__GIVEN INSTRUCTION__. Please reproduce every one of the lines below exactly.

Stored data
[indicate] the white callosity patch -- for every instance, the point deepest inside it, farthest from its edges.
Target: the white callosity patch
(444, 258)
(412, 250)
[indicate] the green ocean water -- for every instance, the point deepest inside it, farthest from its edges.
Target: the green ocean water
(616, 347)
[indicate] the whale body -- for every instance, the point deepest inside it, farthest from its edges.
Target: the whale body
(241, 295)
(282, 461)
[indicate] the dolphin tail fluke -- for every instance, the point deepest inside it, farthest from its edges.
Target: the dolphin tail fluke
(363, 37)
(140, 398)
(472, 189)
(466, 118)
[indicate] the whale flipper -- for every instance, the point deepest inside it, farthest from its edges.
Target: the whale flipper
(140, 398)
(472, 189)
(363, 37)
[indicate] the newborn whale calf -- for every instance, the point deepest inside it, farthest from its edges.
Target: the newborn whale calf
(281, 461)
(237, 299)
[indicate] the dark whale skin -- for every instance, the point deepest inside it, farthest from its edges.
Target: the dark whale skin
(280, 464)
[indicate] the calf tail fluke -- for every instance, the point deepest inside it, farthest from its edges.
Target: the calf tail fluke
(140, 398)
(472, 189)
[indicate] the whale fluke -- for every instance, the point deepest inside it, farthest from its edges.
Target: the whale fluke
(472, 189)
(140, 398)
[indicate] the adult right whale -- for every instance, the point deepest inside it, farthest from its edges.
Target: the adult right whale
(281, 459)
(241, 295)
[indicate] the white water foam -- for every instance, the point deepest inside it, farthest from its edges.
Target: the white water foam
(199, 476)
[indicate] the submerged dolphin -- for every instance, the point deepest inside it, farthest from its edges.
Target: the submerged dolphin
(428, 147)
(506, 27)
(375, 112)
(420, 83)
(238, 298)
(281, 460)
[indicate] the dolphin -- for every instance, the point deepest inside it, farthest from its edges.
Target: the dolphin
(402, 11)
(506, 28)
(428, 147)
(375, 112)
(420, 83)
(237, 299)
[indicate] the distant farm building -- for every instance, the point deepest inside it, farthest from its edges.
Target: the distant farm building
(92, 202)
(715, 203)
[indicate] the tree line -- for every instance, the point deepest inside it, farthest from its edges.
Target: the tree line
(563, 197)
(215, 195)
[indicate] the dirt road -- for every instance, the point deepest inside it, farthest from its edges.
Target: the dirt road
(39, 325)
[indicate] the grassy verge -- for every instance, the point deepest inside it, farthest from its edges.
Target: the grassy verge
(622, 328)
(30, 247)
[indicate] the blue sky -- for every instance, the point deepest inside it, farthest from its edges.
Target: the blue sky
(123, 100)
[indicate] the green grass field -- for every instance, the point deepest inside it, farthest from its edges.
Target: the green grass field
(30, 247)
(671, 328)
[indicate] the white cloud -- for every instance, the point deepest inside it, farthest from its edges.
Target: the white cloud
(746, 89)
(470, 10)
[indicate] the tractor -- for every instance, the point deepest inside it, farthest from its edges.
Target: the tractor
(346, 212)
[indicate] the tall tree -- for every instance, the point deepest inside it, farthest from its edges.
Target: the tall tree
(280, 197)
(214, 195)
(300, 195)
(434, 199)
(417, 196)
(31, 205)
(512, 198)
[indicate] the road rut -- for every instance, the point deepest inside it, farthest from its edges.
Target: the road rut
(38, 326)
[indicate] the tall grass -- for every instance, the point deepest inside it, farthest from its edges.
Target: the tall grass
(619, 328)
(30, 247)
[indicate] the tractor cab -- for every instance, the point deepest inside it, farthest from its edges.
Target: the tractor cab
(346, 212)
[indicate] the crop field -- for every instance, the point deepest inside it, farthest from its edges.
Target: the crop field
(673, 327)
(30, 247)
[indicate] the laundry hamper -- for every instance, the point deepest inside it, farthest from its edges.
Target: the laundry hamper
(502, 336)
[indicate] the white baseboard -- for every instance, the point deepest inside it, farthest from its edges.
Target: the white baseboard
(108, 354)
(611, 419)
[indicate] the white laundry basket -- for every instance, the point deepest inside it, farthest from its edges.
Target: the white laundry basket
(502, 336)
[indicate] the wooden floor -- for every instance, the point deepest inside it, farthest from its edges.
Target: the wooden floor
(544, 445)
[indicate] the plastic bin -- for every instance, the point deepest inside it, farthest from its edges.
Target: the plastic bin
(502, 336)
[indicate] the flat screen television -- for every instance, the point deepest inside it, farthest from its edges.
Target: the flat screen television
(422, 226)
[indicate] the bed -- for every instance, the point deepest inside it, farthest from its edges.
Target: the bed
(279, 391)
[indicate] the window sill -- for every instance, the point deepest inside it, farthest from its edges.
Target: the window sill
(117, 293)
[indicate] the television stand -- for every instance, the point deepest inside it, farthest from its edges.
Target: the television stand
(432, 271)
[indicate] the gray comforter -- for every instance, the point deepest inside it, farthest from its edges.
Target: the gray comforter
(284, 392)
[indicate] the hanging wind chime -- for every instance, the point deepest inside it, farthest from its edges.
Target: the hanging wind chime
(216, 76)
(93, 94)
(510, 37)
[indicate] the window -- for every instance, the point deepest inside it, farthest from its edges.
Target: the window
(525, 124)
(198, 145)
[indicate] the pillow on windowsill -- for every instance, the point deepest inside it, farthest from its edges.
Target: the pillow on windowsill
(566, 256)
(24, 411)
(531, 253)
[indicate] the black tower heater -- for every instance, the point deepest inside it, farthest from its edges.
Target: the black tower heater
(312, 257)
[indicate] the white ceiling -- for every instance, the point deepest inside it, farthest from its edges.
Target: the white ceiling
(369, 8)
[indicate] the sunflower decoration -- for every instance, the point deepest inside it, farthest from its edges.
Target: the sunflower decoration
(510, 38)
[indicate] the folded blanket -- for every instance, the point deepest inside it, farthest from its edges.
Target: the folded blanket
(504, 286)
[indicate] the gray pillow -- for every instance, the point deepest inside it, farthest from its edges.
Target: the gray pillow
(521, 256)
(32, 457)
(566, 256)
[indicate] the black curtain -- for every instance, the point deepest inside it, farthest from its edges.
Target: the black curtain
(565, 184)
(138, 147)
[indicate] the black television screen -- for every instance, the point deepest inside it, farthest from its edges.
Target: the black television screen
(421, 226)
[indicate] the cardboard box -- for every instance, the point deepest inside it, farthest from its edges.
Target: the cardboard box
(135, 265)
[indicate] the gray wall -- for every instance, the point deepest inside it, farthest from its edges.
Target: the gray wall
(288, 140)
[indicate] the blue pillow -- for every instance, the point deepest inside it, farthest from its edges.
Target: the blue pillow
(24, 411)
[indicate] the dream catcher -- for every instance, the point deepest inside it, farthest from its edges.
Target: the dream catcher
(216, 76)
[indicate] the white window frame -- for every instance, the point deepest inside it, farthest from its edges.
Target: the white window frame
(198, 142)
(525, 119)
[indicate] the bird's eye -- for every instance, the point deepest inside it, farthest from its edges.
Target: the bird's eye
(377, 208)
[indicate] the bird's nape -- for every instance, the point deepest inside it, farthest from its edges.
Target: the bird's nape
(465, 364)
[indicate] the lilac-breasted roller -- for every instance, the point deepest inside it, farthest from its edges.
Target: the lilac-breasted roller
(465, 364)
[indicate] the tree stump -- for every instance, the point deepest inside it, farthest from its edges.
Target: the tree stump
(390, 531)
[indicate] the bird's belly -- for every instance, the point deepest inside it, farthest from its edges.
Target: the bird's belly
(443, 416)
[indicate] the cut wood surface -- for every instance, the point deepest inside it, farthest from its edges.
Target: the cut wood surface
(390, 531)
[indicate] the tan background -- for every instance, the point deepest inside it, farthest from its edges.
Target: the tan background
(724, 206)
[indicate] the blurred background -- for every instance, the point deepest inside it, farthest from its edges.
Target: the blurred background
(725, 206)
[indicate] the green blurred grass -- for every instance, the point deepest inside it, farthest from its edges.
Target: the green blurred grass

__OUTPUT FOR THIS EXERCISE__.
[indicate] the white callosity patch -- for every instance, the point deepest inside it, farthest from its edges.
Target: the white callosity patch
(444, 258)
(412, 250)
[indicate] the green ocean water -- for every instance, the point deepest inside it, farthest from its edges.
Target: the green ocean water
(616, 347)
[indicate] the whale body -- for every instance, the point deepest inside it, farthest from its edges.
Target: the whale body
(241, 295)
(282, 461)
[indicate] the dolphin tail fluke -- for every instance, the point deepest inside it, farthest from its edges.
Target: the dolphin tail fluke
(363, 37)
(140, 398)
(472, 189)
(466, 118)
[indicate] the whale flipper -- for every instance, the point deepest inside it, farthest from its edges.
Target: the whale flipper
(140, 398)
(472, 189)
(363, 37)
[indicate] the newborn whale calf -- for every instance, the point deepest inside it, farthest from its edges.
Target: the newborn whale calf
(281, 461)
(237, 299)
[indicate] the dark whale skin -- for every instance, the point deepest inside it, farthest from its edges.
Target: the dark whale skin
(280, 464)
[indicate] the calf tail fluke -- for every instance, the point deepest inside it, farthest from its edges.
Target: the calf tail fluke
(140, 398)
(472, 189)
[indicate] the whale fluke -- for every instance, the point deepest inside it, farthest from its edges.
Target: the whale fluke
(472, 189)
(140, 398)
[indicate] the adult right whale -- for every instance, the point deepest inside it, farthest from its edges.
Target: the adult right whale
(281, 459)
(241, 295)
[indicate] the white water foam -- for every instance, the point deepest inside it, farthest from its edges.
Target: the white water foam
(199, 476)
[indicate] the submerged dolphin -- for every instance, the point deepest inside it, farthest from its edges.
Target: the submerged dolphin
(428, 147)
(506, 27)
(375, 112)
(420, 83)
(238, 298)
(281, 460)
[indicate] the dolphin -- for every instance, the point deepest inside it, farthest from its edges.
Target: the dolphin
(402, 11)
(506, 28)
(428, 147)
(375, 112)
(420, 83)
(237, 299)
[indicate] the distant farm building -- for every instance, the point deepest inside it, farthest from its edges.
Target: the distant farm building
(92, 202)
(715, 203)
[indicate] the tree line -- for every instance, the point deepest inside it, farthest from its edges.
Target: the tree line
(563, 197)
(215, 195)
[indicate] the dirt road -- for every instance, the point deepest inside it, farthest from its edges.
Target: the dirt road
(39, 325)
[indicate] the grassy verge -- for every instance, the point deepest inside it, farthest from its edges.
Target: the grassy verge
(622, 328)
(30, 247)
[indicate] the blue sky -- for every instance, the point deepest inside it, farthest from its edges.
Target: the blue sky
(123, 100)
[indicate] the green grass field -- for every instance, the point deepest inside it, farthest from its edges.
Target: the green grass field
(30, 247)
(671, 328)
[indicate] the white cloud -- for every instance, the point deepest inside it, farthest from its edges.
Target: the white cloud
(746, 89)
(470, 10)
[indicate] the tractor -- for every instance, the point deepest inside it, farthest from its edges.
Target: the tractor
(346, 212)
[indicate] the tall tree -- for every instance, the point deepest inside it, farthest from its edges.
Target: the tall tree
(280, 197)
(214, 195)
(300, 195)
(434, 199)
(417, 196)
(31, 205)
(512, 198)
[indicate] the road rut -- for every instance, the point deepest inside it, farthest from its edges.
Target: the road rut
(38, 326)
[indicate] the tall grass -- for every instance, the point deepest inside it, farthest from its edges.
Target: the tall grass
(619, 328)
(30, 247)
[indicate] the tractor cab -- for every instance, the point deepest inside it, farthest from its edges.
Target: the tractor cab
(346, 212)
[indicate] the crop field -- for every instance, the point deepest inside it, farthest from its edges.
Target: the crop field
(673, 327)
(30, 247)
[indicate] the laundry hamper -- for every instance, the point deepest inside it, farthest from its edges.
Target: the laundry hamper
(502, 336)
[indicate] the white baseboard -- for every instance, the point deepest inside it, farthest from its edges.
Target: the white baseboard
(108, 354)
(611, 419)
[indicate] the white laundry basket -- for every instance, the point deepest inside it, farthest from its edges.
Target: the white laundry basket
(502, 336)
[indicate] the wooden floor -- for every instance, the point deepest inside it, farthest from its edges.
Target: the wooden floor
(544, 445)
[indicate] the plastic bin -- for every instance, the point deepest inside it, farthest from its edges.
Target: the plastic bin
(502, 336)
[indicate] the flat screen television -- for every instance, the point deepest inside it, farthest from its edges.
Target: the flat screen television
(422, 226)
[indicate] the bed -- for every instance, the point deepest inside it, farthest from its edges.
Target: the bed
(279, 391)
[indicate] the window sill -- for every instance, the point deepest inside it, farthest from its edges.
Target: the window sill
(117, 293)
[indicate] the television stand -- for every instance, the point deepest inside it, farthest from its edges.
Target: the television stand
(432, 271)
[indicate] the gray comforter -- for every instance, the point deepest inside it, farthest from its edges.
Target: the gray comforter
(284, 392)
[indicate] the hanging wind chime -- for every instance, the point deepest inside it, farthest from its edges.
Target: the hanging wind chime
(216, 76)
(93, 94)
(510, 37)
[indicate] the window -- for every instance, the point deepest inside it, farthest from its edges.
Target: the window
(525, 124)
(198, 145)
[indicate] the pillow on windowsill -- for every instance, the point deepest inside it, farthest from its edges.
Target: the pillow on windowsill
(566, 256)
(24, 411)
(531, 253)
[indicate] the black tower heater -- for every instance, the point deepest inside it, farthest from its edges.
Target: the black tower heater
(312, 257)
[indicate] the white ceiling -- for every instance, the point deepest inside it, farthest from its edges.
Target: the white ceiling
(369, 8)
[indicate] the sunflower decoration -- for every instance, the point deepest inside it, farthest from its edges.
Target: the sunflower decoration
(510, 38)
[indicate] the folded blanket -- for every instance, the point deepest inside it, farthest from its edges.
Target: the folded blanket
(504, 286)
[indicate] the gray pillow -- for every instance, the point deepest inside it, farthest from its edges.
Target: the gray pillow
(521, 256)
(32, 457)
(566, 256)
[indicate] the black curtain -- for every instance, the point deepest inside it, farthest from its edges.
Target: the black curtain
(565, 184)
(138, 147)
[indicate] the black television screen -- for every instance, the point deepest inside it, farthest from its edges.
Target: the black television screen
(421, 226)
[indicate] the cardboard box -- for every instance, the point deepest inside it, farthest from its edges.
Target: the cardboard box
(135, 265)
[indicate] the gray wall -- for every instance, the point deepest inside it, farthest from its edges.
Target: the gray wall
(288, 140)
[indicate] the blue pillow -- for every instance, the point deepest inside it, farthest from its edges.
Target: the blue pillow
(24, 411)
[indicate] the dream catcher -- for every instance, the point deepest inside it, farthest from its edges.
Target: the dream catcher
(216, 76)
[indicate] the white window frame -- for every instance, the point deepest inside it, farthest from its edges.
Target: the white window frame
(198, 142)
(525, 119)
[indicate] the bird's eye -- for every instance, the point deepest inside it, farthest from its edges.
Target: the bird's eye
(377, 208)
[indicate] the bird's nape -- for every instance, the point deepest inside it, farthest from its edges.
Target: the bird's nape
(465, 364)
[indicate] the lilac-breasted roller -- for every instance, the point deepest inside it, farthest from its edges.
Target: the lilac-breasted roller
(465, 364)
[indicate] the tree stump -- for every instance, the point deepest inside it, farthest from its edges.
Target: the tree stump
(390, 531)
[indicate] the bird's belly -- for every instance, the point deepest inside it, farthest from its edges.
Target: the bird's belly
(443, 416)
[indicate] the cut wood surface -- for every instance, the point deepest inside it, farthest from its edges.
Target: the cut wood surface
(390, 531)
[indicate] the tan background -- for every instance, the point deepest inside it, farthest from its edges.
Target: the tan background
(724, 206)
[indicate] the blurred background -- for every instance, the point deepest inside it, farthest from its edges.
Target: the blurred background
(725, 206)
[indicate] the green blurred grass -- for every instance, the point deepest inside it, farthest from its edges.
Target: the green blurred grass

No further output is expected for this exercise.